• _Extract provided_
Magritte’s famous painting  « Ceci est une pipe » trades on this particular ambiguity, which introduces us to the second paradigm.

 

The second paradigm is that of difference. An image, idea, model, representation or simulation is always different from what it is an image, idea, model, representation or simulation of. The two cannot be identical. The image is a different object and reality than what it is an image of, which in art theory is often called its prototype, and this difference is not viewed as an imperfection, as in the first paradigm, but as precisely what makes an image and image. What makes a painting a good painting or a sculpture a good sculpture is the artist’s success in making “the same”, in reproducing or copying the paradigm but in a completely different material.

 

In this case, it is the difference, between the image and what it is an image of, that is precisely what is important, useful, and fruitful. Here the ontological horizon of representation is not for the copy to disappear in the original, or for reality to supersede the function of image. What is fundamental is the appearance of reality and the appearance (or emergence) of a new type of objects: images, representations, models, simulations, that represent the world as it is, so to speak, but that are not what they represent, that are different. These are objects that did not exist before, objects that are made on purpose to represent (they are not natural objects) and that, unlike different tokens of the same class and unlike the prototype of the image, belong to an entirely different type of realities.

 

In the case of the first paradigm, imitation is thought ideally or in its most perfect form to lead to the collapse of the difference between the imitator and the imitated, and the image’s failure to do that is viewed as a mistake or failure or at least as an imperfection. – There are Chinese legends of painted birds that take flight. The greatest artist is one who reproduces reality so well that the animals and plants that he paints become alive. According to the second paradigm, the image, imitation, simulation or model asserts the difference that separates its from the original and builds on it. What gives modelling and in many case drawing its advantage is that it is different from its prototype, though it needs in some sense to be “like it”. What makes a mime all dressed in white a great mime is that we can recognize different characters through his mimics.

• _Entries provided_

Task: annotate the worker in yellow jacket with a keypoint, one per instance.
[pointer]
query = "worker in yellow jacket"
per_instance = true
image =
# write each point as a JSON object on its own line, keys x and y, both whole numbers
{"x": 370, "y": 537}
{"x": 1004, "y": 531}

• _Instructions to follow_
In the passage on images and representation, what does art theory often call the thing an image is an image of?

• _In response_
Its prototype.